* About this exercise *
Go through the records and show each line where the word "white" occurs.

··········

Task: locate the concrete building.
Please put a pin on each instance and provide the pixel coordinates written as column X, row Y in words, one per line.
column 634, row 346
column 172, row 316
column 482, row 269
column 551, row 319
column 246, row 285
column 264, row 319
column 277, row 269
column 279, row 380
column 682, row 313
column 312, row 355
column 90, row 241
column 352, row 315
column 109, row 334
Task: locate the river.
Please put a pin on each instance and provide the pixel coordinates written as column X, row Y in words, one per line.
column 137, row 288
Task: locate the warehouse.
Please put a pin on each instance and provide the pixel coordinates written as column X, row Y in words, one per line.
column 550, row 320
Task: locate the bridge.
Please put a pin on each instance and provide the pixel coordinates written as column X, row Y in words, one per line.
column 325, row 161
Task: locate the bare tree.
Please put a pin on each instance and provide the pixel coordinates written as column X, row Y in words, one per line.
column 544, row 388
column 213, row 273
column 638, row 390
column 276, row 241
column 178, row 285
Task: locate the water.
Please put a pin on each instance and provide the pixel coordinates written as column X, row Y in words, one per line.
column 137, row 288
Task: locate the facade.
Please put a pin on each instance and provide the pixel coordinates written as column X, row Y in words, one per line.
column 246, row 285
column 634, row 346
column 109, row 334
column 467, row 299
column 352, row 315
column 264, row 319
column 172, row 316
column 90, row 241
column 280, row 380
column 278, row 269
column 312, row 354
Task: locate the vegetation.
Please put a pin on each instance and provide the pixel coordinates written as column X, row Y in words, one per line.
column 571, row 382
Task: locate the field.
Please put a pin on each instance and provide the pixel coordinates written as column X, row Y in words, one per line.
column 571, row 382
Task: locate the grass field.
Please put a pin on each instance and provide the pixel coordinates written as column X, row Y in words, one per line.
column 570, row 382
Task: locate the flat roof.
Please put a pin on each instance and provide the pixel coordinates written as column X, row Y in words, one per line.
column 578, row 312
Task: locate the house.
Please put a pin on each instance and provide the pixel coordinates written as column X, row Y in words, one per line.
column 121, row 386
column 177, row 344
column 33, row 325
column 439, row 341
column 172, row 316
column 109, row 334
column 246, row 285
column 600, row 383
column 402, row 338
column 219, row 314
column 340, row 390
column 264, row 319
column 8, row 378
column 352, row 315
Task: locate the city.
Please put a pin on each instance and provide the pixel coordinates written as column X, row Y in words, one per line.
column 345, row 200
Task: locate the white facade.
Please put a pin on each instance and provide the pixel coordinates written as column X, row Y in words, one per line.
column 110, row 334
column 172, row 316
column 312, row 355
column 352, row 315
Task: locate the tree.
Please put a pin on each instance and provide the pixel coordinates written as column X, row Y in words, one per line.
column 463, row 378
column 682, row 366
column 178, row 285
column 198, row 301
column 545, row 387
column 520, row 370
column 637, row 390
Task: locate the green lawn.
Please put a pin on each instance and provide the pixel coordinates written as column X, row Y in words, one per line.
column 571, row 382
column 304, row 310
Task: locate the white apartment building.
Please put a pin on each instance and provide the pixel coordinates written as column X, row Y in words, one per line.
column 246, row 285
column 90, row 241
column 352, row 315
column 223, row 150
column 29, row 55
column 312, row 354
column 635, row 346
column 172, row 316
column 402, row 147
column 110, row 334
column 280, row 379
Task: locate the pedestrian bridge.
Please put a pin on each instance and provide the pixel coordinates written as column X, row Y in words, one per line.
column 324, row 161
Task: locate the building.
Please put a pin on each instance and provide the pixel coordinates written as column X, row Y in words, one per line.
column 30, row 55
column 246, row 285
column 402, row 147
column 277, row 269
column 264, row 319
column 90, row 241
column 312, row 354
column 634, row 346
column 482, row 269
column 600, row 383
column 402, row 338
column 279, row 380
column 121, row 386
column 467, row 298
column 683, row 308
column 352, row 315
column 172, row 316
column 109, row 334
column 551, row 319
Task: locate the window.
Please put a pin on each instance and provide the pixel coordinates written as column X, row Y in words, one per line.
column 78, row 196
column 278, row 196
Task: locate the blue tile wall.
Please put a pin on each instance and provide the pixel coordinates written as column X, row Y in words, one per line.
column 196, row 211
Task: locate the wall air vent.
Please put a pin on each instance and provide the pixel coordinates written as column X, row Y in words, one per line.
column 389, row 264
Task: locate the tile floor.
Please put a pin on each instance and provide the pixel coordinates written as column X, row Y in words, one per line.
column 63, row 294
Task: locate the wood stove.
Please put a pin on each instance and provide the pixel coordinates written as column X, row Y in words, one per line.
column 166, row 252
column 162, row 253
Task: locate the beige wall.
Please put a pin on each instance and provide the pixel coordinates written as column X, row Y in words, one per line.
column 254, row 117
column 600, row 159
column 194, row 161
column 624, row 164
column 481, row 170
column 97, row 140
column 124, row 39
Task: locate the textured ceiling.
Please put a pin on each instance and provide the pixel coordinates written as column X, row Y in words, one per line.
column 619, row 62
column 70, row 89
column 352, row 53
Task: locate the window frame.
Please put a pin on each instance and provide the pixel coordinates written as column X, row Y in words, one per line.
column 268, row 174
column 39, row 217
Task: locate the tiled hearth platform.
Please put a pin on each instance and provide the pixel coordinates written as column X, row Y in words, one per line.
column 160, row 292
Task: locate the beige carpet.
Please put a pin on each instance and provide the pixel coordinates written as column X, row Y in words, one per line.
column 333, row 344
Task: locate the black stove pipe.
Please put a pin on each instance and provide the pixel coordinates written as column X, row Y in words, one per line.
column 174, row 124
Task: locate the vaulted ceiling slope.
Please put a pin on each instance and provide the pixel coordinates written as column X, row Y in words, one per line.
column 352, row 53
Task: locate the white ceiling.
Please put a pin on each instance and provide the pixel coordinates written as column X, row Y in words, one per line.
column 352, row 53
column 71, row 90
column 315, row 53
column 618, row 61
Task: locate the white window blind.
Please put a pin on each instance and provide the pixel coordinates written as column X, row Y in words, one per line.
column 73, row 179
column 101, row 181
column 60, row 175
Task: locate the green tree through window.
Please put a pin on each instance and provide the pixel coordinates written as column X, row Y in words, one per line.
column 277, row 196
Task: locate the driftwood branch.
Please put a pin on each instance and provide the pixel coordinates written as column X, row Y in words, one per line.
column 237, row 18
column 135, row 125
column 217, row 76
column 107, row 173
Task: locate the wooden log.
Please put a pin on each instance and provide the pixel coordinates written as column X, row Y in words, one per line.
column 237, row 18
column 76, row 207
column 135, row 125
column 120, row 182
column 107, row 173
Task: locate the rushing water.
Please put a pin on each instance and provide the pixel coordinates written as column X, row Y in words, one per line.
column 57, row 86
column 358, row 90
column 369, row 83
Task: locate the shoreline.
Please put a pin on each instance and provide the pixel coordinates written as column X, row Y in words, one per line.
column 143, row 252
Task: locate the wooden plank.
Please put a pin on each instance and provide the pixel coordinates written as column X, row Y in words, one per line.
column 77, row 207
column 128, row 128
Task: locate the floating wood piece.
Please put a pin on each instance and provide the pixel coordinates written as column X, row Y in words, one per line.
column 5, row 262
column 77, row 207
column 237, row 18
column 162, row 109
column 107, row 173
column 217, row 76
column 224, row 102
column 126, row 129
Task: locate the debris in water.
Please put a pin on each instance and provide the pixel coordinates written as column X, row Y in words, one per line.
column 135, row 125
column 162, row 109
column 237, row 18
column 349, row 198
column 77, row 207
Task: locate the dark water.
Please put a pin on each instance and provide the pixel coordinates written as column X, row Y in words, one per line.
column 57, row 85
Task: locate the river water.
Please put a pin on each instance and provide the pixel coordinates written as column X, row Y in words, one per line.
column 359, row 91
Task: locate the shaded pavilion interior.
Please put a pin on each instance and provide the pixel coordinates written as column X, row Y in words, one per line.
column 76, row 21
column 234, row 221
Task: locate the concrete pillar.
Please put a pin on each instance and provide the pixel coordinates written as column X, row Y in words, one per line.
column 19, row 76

··········

* Result of this task *
Task: locate the white facade.
Task: locate the white apartment building.
Task: locate the white ceiling.
Task: locate the white window blind.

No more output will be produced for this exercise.